→ Vos consignes
Pourriez-vous réécrire tout ce qui va de « Mais la renonciation » jusqu’à « des accusations d’incompréhension. » dans l’extrait sur N. Sarraute, en remplaçant « neutraliste » par « pacifiste » ?

→ Extrait du document
Ailleurs, plus vigoureusement :

Je n’ai pas l’impression que les intellectuels comprennent mieux les situations. Nous avons des exemples innombrables de grands intellectuels qui se sont gourés au maximum sur toutes les questions. Quand ils donnent leur avis sur n’importe quoi, je crois que ce n’est pas pertinent[1175].

Mais la politique n’a pour autant pas disparu : c’est par une réconciliation des contraires que N. Sarraute compte sur une réémergence du politique au sein de l’esthétique sans pour autant que celui-ci ait été à aucun moment explicitement convoqué. C’est selon cette territorialisation que peut se comprendre à la fois la fermeté de l’engagement politique et le maintien de l’œuvre littéraire en dehors de ces préoccupations.

Mais la renonciation de l’expression politique explicite dans l’œuvre pouvait être réintroduite par la médiation de l’option neutraliste sans pour autant qu’il soit facilement possible de réduire l’option esthétique à un simple codage ou « mise en forme » des options politiques. Toutes les formes de réductions identitaires ou sexuelles seront violemment rejetées et seront mises à l’actif des accusations d’incompréhension.

L’absence de sentiment d’identité sexuelle qui est un cas particulier de l’absence de sentiment d’identité d’une manière plus générale, peut alors se déplacer du tout (nous sommes un infini[1176]) au rien (« on n’existe pas[1177] »). Toutes les caractéristiques deviennent des réductions particularisantes :

Je ne me considère ni comme russe, française, juive ou quoi que ce soit d’autre. Je ne me sens même pas être une femme ou une personne âgée[1178].

On voit que la conquête de la généralité passe par le terrain privilégié du refus de la revendication identitaire, ceci ne passant pas par un rejet des caractéristiques sociales mais par une mise en évidence de l’équivalence des humains que rend possible le détour par l’intériorité : « Quand j’écris, je ne suis ni homme ni femme ni chien[1179] ». Ne rien « se sentir[1180] » est la formule par laquelle N. Sarraute détruit la question de l’identité, qu’il s’agisse des personnages, on l’a assez dit, ou d’elle-même : « Je ne me sens rien », « je n’ai pas de sentiment d’identité. Je pense qu’à l’intérieur de chacun de nous, nous sommes pareils[1181]. » Les variables sociologiques sont rendues vulnérables face à la défense d’un sujet pur, dégagé de la « surface », c’est-à-dire du contexte social. C’est parce que l’opposition « dedans / dehors » sous-tend ces prises de position qu’on retrouvera très souvent l’accusation adressée aux lecteurs et critiques d’avoir une lecture sociale, ce qui veut dire, en termes sarrautiens, superficielle.

→ Informations affichées
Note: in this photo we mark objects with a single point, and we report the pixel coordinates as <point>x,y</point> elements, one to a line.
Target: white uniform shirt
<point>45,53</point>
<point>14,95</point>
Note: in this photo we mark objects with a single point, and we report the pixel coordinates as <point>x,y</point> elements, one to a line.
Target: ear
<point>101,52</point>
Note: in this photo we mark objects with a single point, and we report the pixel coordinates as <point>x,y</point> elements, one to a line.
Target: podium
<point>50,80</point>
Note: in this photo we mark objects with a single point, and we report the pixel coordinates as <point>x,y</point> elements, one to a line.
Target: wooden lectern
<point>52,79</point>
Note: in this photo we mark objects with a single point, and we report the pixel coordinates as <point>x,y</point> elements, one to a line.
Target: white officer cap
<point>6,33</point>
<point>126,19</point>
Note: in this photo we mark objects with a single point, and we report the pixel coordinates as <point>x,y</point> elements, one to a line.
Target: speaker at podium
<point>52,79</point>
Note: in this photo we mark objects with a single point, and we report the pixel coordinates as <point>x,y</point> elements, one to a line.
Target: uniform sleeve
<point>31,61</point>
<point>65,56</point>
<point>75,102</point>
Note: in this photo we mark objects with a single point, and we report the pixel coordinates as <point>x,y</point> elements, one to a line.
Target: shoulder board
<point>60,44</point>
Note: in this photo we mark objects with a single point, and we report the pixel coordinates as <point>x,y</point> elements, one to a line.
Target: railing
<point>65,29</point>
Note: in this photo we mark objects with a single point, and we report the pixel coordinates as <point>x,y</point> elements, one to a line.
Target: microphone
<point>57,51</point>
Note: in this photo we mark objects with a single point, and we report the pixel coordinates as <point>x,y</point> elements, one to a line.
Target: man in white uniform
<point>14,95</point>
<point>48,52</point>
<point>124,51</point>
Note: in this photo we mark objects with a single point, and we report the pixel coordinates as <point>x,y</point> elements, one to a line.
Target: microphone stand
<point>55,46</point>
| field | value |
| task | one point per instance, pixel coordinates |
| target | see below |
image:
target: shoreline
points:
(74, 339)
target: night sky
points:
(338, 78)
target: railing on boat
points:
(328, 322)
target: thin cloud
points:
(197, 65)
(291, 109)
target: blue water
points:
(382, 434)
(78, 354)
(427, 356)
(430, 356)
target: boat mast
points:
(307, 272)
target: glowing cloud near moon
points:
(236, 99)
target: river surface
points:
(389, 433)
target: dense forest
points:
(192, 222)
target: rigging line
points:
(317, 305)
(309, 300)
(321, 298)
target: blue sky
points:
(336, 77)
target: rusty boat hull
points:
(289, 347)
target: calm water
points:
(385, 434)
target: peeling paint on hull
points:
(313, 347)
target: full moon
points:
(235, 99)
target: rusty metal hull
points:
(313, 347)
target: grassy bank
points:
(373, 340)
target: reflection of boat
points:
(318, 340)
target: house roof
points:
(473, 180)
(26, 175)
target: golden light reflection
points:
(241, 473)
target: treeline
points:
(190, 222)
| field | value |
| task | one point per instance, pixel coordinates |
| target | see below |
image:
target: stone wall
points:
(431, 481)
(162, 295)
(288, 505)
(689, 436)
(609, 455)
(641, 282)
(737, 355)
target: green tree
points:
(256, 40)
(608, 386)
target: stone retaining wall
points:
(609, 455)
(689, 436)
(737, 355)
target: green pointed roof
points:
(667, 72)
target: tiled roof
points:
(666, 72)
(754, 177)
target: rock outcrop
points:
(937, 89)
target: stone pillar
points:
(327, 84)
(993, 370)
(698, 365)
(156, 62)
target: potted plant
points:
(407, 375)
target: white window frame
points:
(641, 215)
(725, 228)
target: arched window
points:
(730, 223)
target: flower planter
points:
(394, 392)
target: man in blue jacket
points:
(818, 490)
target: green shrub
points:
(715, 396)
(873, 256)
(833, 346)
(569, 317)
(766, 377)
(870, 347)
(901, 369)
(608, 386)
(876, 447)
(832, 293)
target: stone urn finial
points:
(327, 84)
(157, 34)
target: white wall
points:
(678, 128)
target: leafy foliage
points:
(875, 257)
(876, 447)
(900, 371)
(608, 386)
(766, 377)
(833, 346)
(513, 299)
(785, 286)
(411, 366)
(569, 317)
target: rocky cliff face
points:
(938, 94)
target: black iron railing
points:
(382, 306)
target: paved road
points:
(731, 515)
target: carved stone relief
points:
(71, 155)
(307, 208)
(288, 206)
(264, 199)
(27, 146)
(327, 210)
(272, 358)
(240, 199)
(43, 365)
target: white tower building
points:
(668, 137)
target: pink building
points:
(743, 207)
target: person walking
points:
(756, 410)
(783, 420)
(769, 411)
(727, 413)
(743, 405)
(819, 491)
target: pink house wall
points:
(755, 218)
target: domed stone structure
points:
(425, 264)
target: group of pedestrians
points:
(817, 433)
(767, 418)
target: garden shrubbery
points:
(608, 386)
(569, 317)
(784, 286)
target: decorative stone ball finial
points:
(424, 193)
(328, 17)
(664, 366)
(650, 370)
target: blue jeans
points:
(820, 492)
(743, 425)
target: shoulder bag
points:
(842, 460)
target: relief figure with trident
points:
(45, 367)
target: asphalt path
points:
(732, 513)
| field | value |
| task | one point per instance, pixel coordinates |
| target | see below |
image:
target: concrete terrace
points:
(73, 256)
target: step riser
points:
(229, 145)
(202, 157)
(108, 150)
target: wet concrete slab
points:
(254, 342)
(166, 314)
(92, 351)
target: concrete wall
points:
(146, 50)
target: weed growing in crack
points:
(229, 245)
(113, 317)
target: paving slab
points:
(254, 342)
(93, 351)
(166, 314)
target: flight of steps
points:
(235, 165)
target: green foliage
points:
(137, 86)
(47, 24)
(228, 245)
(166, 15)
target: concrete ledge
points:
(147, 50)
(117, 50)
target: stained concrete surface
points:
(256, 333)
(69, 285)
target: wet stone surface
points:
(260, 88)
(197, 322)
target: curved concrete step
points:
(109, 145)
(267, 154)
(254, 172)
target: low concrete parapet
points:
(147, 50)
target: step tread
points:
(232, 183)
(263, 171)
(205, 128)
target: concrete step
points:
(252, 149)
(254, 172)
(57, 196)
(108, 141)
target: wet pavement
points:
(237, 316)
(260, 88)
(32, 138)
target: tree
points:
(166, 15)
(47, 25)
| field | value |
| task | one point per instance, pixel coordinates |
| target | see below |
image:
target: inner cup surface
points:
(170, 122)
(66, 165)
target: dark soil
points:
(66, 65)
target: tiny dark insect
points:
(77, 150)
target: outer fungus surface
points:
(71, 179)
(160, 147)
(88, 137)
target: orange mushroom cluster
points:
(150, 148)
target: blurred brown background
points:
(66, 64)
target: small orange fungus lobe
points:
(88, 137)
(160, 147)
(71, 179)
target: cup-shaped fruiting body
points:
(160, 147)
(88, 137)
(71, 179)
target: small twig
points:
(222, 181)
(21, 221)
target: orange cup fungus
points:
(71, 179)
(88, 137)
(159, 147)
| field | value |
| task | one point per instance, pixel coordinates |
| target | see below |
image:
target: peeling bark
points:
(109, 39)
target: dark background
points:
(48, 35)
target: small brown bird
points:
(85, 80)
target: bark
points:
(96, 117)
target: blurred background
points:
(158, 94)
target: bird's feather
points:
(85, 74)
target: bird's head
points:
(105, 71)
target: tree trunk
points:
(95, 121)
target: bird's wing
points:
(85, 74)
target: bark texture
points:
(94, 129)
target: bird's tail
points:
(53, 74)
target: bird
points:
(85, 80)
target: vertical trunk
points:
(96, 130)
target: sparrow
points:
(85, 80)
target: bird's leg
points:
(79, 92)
--
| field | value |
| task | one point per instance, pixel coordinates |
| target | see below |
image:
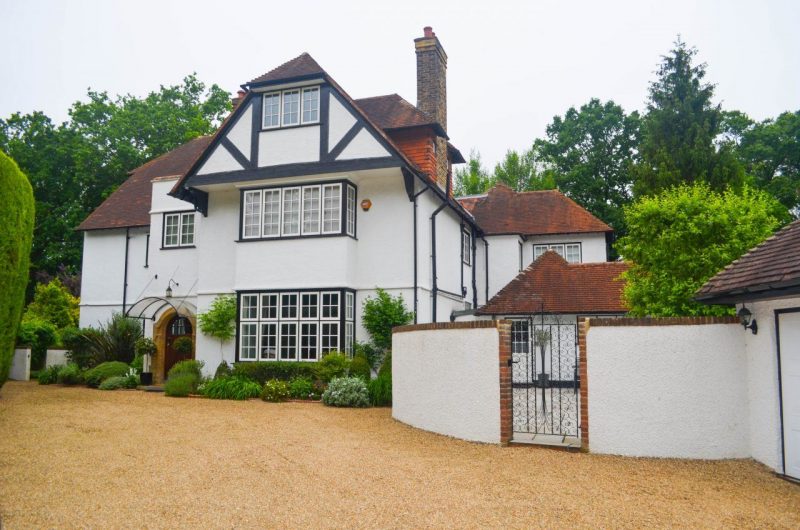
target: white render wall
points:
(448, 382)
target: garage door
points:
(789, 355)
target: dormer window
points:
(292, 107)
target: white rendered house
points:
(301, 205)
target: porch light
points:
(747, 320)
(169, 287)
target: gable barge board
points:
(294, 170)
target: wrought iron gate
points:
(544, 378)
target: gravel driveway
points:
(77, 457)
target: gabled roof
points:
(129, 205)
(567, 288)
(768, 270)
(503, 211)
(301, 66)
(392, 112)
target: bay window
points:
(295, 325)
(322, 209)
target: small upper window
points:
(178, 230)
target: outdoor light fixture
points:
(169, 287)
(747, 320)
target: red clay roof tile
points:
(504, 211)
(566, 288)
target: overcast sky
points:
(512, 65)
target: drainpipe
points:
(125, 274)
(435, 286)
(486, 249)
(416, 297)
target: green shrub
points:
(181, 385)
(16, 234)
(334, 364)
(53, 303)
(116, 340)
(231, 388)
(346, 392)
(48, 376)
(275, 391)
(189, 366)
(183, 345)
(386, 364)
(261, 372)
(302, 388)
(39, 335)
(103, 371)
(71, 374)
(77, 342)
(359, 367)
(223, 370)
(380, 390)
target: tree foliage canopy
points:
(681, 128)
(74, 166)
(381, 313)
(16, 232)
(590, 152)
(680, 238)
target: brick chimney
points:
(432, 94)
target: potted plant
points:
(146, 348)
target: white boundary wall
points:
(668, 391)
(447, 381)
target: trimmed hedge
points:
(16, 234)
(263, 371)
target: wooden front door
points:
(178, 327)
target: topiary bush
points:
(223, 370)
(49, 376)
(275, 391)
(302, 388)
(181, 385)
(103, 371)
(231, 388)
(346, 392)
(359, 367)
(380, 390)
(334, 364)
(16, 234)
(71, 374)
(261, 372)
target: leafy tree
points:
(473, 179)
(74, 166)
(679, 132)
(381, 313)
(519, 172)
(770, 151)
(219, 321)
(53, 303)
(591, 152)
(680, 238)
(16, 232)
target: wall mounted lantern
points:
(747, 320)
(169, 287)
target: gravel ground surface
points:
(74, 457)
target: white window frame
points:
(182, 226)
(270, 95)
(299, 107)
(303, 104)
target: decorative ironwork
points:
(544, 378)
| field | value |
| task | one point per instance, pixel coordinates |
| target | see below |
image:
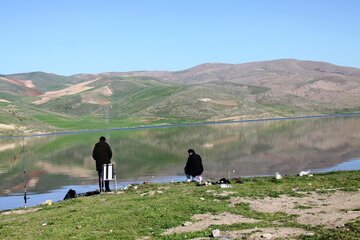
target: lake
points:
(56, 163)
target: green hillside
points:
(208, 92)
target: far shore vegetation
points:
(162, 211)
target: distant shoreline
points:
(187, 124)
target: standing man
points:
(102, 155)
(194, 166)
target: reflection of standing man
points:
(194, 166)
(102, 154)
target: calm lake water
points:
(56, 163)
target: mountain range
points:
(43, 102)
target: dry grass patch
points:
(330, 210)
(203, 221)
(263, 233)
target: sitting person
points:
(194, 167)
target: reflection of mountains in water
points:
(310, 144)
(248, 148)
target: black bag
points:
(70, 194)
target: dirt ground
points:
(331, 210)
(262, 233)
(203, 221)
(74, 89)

→ Corrigé
Mais la renonciation de l’expression politique explicite dans l’œuvre pouvait être réintroduite par la médiation de l’option pacifiste sans pour autant qu’il soit facilement possible de réduire l’option esthétique à un simple codage ou « mise en forme » des options politiques. Toutes les formes de réductions identitaires ou sexuelles seront violemment rejetées et seront mises à l’actif des accusations d’incompréhension.